#### Page extract:
'''

# Billy Bones?



## northwet smoker (Sep 13, 2008)

Anyone try his rubs? Ordered up a couple of ECB charcoal pans to use as the water pan in my WSM and decided to add a few of his rubs in to make the shipping worthwhile. I've heard good things while cruising around the web but was wondering if anyone here has tried them. I got the competition blend and the beef master. Any thoughts? Thanks.

Dave


----------



## douglaslizard (Sep 13, 2008)

great rubs the competition should be applied and let sit up to 8 hrs or longer depending on the meat what i do is apply it then before i put it on the smoker ill dab some more on.if you like the comp.then next order try the *** cherry mixed with it and there is a real treat.havent tried his beefmaster yet but it is on my next order.if you do the original put it on no more than an hour before you put it on the smoker


----------



## smokebuzz (Sep 13, 2008)

I agree with Doug, i have won money with it also.I like my rubs a little finer grind than what Billy Bones comes, so i tend to grind a little and mix back in with with some unground rub.
I havent bought many rubs , would rather make my own, but i REALLY like the products Mr Walls puts out.

'''

#### Task data:

'''

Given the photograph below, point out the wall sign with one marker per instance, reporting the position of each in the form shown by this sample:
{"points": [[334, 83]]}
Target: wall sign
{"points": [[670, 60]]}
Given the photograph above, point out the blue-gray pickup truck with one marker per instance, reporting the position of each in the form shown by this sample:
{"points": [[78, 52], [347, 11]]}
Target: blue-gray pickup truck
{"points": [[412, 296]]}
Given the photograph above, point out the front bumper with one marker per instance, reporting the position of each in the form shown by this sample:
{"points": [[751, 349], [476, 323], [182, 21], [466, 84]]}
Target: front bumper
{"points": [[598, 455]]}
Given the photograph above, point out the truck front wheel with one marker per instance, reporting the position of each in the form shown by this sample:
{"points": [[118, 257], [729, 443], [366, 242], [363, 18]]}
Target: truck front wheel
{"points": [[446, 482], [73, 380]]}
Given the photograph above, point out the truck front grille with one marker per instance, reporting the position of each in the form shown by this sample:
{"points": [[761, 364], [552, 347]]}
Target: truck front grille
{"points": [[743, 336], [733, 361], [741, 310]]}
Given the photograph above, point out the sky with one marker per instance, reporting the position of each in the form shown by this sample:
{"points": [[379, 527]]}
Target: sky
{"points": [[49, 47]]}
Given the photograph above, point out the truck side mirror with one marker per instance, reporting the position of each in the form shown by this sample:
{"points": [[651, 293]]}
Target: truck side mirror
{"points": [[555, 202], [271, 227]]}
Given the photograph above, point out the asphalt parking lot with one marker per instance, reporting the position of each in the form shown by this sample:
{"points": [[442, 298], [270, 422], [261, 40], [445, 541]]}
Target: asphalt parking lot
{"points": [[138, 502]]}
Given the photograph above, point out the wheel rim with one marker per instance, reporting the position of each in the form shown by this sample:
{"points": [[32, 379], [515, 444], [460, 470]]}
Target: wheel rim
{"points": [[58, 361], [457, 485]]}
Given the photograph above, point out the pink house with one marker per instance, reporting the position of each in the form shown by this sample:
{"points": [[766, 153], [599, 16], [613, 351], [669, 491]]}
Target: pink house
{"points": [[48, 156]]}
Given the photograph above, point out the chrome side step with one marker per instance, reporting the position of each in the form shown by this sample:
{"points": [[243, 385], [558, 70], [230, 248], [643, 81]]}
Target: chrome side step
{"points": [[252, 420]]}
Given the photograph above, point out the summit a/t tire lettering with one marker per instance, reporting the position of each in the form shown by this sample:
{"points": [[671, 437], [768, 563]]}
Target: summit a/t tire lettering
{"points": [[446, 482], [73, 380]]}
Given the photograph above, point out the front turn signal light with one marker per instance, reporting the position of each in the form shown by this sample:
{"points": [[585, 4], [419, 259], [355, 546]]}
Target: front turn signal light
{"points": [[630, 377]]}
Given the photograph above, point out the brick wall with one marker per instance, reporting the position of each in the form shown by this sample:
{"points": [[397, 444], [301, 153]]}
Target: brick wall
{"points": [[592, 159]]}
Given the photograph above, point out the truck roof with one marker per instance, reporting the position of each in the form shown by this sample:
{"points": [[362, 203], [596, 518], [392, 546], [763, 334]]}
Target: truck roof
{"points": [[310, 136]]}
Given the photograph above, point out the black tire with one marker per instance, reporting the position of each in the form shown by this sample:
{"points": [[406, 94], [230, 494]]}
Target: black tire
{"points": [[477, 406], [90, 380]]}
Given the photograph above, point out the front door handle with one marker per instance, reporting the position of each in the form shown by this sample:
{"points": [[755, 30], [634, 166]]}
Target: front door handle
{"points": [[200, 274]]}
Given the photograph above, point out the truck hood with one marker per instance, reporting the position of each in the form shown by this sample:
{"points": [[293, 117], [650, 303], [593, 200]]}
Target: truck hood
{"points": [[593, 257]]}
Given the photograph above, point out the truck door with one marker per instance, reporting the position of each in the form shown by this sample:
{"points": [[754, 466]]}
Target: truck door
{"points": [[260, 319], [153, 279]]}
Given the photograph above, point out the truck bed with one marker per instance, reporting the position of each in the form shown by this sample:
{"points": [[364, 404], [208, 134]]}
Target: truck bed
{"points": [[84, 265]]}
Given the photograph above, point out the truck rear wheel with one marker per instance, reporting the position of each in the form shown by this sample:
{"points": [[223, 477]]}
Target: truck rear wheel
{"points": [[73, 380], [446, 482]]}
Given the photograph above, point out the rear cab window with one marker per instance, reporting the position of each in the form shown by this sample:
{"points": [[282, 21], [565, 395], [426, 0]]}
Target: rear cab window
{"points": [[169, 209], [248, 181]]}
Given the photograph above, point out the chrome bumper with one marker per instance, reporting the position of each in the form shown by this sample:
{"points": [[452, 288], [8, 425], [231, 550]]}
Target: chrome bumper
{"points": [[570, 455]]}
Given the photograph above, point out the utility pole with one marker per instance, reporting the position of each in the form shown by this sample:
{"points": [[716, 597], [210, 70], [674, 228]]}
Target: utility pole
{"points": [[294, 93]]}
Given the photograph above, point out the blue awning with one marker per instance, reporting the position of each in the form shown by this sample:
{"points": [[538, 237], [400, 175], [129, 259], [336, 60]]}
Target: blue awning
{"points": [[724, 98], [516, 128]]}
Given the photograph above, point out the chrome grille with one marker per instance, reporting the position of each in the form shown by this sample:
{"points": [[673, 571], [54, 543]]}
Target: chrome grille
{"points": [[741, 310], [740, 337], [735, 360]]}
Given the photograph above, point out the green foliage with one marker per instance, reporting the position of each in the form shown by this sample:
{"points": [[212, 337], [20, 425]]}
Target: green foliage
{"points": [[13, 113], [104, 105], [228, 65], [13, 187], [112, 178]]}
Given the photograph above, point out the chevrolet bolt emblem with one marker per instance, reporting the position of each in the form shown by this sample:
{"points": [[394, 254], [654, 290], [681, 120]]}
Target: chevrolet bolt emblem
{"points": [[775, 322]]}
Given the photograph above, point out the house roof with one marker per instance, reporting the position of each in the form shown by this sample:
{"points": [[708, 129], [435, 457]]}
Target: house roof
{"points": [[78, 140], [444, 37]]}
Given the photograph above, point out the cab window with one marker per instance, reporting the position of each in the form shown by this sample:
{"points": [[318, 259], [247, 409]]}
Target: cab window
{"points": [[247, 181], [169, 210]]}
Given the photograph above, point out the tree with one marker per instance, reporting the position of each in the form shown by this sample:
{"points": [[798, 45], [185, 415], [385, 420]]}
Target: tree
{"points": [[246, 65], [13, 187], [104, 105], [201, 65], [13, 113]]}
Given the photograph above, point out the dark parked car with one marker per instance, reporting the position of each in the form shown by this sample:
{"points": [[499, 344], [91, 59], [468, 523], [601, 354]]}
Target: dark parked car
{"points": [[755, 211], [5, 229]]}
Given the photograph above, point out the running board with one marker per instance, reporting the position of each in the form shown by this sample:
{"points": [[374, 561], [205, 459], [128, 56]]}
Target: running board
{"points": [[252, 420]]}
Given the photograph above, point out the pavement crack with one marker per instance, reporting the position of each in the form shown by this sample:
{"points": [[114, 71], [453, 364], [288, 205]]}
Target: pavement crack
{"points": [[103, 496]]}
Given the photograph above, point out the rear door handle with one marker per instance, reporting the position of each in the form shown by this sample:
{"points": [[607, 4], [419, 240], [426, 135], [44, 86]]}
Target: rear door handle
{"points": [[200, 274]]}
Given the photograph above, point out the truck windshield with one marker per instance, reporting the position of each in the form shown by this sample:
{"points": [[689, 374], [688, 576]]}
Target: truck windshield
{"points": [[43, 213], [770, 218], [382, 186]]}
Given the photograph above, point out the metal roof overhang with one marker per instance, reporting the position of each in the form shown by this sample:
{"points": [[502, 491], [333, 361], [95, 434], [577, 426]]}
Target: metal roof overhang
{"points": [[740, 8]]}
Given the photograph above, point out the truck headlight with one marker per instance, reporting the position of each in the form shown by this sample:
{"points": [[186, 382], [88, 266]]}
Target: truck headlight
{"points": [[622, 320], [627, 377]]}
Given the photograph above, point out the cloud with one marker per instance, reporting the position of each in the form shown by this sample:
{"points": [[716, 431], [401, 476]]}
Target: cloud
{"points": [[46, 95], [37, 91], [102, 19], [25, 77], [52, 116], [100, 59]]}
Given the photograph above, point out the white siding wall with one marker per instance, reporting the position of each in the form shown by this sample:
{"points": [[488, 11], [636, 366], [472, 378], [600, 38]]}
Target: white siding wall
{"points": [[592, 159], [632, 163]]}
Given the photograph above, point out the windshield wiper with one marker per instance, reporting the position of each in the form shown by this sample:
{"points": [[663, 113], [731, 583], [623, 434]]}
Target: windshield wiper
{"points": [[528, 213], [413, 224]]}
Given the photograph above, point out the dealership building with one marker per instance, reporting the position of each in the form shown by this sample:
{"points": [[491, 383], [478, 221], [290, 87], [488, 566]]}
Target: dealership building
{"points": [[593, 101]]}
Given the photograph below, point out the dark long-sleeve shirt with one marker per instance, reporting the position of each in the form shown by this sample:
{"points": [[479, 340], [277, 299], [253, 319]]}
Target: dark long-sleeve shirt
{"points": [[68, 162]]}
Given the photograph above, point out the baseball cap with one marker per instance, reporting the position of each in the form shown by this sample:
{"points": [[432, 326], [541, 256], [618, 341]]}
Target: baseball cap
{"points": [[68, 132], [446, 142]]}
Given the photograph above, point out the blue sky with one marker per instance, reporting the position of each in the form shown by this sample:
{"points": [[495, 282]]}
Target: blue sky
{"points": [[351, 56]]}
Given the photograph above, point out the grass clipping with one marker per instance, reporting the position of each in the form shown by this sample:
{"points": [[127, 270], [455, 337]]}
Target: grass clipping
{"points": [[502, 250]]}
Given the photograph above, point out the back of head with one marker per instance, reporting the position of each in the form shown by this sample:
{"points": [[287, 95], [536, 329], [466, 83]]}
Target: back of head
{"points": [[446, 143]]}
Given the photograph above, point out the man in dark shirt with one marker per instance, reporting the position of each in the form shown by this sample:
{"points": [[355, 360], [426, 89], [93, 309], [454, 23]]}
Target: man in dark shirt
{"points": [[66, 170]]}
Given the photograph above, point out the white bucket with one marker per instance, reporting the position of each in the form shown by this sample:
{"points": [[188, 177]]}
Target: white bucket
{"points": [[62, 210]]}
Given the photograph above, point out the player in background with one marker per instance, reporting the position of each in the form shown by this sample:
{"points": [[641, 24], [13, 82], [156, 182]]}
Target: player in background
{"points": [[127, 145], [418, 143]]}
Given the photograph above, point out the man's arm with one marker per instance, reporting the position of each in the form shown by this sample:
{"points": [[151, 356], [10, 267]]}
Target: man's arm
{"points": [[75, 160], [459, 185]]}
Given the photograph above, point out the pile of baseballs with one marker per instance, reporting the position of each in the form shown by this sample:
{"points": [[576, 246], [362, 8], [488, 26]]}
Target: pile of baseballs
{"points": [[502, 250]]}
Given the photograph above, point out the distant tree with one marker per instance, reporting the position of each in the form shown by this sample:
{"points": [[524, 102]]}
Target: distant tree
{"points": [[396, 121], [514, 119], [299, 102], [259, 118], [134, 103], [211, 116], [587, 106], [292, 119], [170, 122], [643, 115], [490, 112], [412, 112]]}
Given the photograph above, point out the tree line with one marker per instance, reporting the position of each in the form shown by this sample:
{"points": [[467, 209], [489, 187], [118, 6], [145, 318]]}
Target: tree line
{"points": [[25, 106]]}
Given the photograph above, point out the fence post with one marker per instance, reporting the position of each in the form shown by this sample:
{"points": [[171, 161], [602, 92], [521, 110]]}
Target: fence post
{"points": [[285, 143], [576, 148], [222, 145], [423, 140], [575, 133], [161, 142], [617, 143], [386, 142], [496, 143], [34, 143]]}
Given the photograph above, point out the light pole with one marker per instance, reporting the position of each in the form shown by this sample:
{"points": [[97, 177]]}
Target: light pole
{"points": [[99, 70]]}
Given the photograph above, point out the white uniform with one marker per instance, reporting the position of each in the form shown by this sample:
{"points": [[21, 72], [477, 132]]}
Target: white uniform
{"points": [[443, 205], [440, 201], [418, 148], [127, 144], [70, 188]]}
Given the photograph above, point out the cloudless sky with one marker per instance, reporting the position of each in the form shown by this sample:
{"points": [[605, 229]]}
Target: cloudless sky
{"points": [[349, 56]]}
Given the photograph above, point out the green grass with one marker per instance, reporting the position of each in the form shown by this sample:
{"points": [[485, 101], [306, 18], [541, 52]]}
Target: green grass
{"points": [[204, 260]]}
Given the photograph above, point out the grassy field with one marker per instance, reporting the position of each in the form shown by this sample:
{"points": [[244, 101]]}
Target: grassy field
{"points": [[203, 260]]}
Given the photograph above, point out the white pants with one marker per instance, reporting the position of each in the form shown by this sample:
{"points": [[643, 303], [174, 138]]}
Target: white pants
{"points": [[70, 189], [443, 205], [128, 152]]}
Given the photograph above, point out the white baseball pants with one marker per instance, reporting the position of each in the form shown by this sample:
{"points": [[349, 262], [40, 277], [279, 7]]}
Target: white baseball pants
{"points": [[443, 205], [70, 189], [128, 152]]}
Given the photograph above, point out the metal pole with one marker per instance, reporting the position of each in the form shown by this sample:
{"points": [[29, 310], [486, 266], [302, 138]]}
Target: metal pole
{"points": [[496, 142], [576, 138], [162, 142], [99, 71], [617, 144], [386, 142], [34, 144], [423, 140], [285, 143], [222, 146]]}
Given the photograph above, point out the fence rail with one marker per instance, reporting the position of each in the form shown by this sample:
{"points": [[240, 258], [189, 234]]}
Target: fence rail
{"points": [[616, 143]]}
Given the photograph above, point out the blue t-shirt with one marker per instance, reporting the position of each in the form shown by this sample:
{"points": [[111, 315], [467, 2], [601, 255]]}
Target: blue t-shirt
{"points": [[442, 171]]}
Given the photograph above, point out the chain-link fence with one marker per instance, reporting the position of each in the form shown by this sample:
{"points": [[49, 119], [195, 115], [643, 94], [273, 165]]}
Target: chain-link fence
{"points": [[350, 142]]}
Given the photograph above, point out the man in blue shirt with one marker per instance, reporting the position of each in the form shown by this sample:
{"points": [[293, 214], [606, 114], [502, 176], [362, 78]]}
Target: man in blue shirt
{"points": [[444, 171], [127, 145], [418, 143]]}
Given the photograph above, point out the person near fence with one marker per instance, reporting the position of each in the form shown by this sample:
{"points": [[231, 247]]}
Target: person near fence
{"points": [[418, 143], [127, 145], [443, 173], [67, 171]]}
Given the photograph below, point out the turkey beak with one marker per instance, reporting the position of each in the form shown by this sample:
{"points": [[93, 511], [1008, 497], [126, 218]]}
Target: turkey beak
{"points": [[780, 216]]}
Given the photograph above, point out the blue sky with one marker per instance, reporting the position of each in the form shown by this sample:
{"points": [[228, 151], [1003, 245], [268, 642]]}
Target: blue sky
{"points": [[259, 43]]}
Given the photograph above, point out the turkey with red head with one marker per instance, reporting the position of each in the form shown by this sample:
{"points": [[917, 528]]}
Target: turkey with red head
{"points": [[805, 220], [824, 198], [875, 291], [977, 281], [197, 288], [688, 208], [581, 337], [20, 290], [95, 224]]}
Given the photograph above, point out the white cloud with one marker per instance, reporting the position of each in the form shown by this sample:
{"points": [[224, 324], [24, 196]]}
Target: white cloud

'''

#### Requirement A:
Answer these questions from the Billy Bones forum thread:
(i) Which two of the rubs did northwet smoker order?
(ii) According to douglaslizard, how soon before going on the smoker should the original rub be applied?
(iii) What does smokebuzz do because he prefers a finer grind than the rubs come in?
#### Requirement B:
List every line of the listing that contains the string "step", matching case exactly.

#### Worked solution A:
(i) The competition blend and the beef master.
(ii) No more than an hour before.
(iii) He grinds a little of the rub and mixes it back in with some unground rub.

#### Worked solution B:
Given the photograph above, point out the chrome side step with one marker per instance, reporting the position of each in the form shown by this sample:
Target: chrome side step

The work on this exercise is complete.